* **DOCUMENT EXCERPT**:
|---|
Robots, deliverymen and 'Xi Thought' at China's 70th anniversary

Beijing (AFP) –


Delivery men, the world cup-winning women's volleyball team and a special float hailing 'Xi Jinping Thought' were part of a colourful parade Tuesday to mark the 70th anniversary of Communist rule in China.

More than 100,000 civilians took part in a colourful pageant across Tiananmen Square that followed a massive military parade showcasing China's emergence as a global superpower.

The event included giant portraits of the country's top leaders, including founder Mao Zedong and Deng Xiaoping, the economic reformer who opened China's door to the world.

President Xi Jinping waved as his enormous portrait rolled by.

Xi -- who has increasingly styled himself after Mao by lifting presidential term limits and inscribing his political philosophy in China's constitution -- was applauded for "making China great again" by a group that paraded with his giant portrait.

There was also a special float dedicated to his anti-graft drive, which has punished more than a million corrupt officials but has been criticised for being used as a weapon to weed out political rivals.

Xi's two immediate predecessors, Hu Jintao and Jiang Zemin, were also at the Tiananmen Rostrum, south of the Forbidden City, to see their images.
|---|
* **Saved entries**:
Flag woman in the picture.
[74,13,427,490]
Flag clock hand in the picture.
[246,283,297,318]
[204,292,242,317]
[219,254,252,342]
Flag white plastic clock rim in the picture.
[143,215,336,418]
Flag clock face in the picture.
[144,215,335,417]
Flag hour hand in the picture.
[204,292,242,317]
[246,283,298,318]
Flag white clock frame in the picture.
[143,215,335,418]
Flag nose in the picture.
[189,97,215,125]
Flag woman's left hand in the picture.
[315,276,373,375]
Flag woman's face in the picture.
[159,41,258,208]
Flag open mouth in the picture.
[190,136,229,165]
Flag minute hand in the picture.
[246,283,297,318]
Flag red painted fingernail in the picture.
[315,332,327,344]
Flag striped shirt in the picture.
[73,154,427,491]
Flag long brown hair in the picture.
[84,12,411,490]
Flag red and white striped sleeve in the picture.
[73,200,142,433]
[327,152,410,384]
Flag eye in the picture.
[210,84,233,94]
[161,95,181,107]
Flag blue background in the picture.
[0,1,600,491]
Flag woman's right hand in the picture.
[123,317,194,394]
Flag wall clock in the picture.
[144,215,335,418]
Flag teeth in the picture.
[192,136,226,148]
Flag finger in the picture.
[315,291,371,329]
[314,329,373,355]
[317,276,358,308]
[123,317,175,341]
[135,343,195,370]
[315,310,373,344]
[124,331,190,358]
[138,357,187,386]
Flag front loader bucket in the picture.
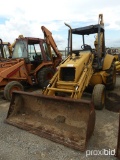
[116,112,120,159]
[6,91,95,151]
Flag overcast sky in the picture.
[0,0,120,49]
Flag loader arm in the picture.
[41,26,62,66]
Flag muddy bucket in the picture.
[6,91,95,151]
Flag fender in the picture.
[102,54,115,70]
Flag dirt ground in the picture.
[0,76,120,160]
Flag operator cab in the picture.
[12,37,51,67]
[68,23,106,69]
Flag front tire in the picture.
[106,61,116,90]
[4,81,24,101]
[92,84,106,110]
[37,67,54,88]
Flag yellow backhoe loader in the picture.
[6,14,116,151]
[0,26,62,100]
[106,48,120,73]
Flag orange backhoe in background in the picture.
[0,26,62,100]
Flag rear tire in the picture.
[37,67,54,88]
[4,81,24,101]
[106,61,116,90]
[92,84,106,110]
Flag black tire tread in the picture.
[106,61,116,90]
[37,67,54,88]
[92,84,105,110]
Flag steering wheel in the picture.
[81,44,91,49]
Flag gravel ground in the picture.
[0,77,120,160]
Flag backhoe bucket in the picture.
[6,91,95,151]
|---|
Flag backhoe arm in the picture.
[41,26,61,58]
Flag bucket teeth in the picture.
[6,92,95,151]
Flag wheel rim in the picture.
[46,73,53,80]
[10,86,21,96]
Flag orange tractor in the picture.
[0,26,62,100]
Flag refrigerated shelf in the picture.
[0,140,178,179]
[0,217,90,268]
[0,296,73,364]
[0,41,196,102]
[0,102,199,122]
|---|
* **ASSIGNED TASK 1**:
From the article on China's 70th anniversary parade, reproduce the passage that begins at the words "There was also" and stops after the words "see their images.".
* **ASSIGNED TASK 2**:
Summarize the article on China's 70th anniversary parade in two sentences.
* **ASSIGNED TASK 3**:
Write the next part of the article on China's 70th anniversary parade, starting after its final sentence.

* **EXERCISE ANSWER 1**:
There was also a special float dedicated to his anti-graft drive, which has punished more than a million corrupt officials but has been criticised for being used as a weapon to weed out political rivals.

Xi's two immediate predecessors, Hu Jintao and Jiang Zemin, were also at the Tiananmen Rostrum, south of the Forbidden City, to see their images.

* **EXERCISE ANSWER 2**:
More than 100,000 civilians, including delivery men and the world cup-winning women's volleyball team, paraded across Tiananmen Square on Tuesday after a massive military parade marking 70 years of Communist rule in China. The pageant featured giant portraits of top leaders such as Mao Zedong, Deng Xiaoping and Xi Jinping, along with floats hailing "Xi Jinping Thought" and Xi's anti-graft drive.

* **EXERCISE ANSWER 3**:
A group of foreigners were seen on a float to promote Xi's $1 trillion global investment drive -- the Belt and Road Initiative -- which is viewed with suspicion in the West for spreading Chinese influence and debt-trapping countries.

In broad brush strokes, the parade attempted to tell the story of how China had lifted millions out of poverty, with farmers, fishermen and scientists all showcasing their achievements.

- Romantic throwback -

China's ubiquitous electric bike-driving delivery men - the footsoldiers of its rise as an e-commerce empire - were also part of the celebrations.

The show also included a romantic throwback into the 70s with couples cycling along Chang'an avenue, reminiscent of the time when the bicycles were the main mode of transportation for the masses.

But it omitted tumultuous periods in the 50s and 60s when tens of millions died in a famine during the Great Leap Forward and political terror reigned in the Cultural Revolution.

Also missing was any mention of months-long pro-democracy protests in Hong Kong.

Hong Kong's embattled chief executive Carrie Lam was seen beaming from the rostrum as a float representing the semi-autonomous financial hub passed by.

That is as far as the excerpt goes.